[[ Material supplied, beginning ]]

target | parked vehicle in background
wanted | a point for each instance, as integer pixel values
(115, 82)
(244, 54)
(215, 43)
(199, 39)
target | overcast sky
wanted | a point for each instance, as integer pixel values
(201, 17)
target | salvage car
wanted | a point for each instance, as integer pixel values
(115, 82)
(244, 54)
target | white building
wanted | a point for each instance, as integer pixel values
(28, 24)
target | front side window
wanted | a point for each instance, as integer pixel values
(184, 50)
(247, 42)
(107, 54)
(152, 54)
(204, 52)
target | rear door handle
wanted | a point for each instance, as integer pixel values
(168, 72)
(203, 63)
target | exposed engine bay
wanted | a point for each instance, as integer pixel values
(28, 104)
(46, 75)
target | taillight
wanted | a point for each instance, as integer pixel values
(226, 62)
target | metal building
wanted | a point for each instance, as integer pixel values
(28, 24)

[[ Material supplied, end ]]

## Required work
When a line in the material above includes the word "building", copy that line.

## Answer to the problem
target | white building
target | metal building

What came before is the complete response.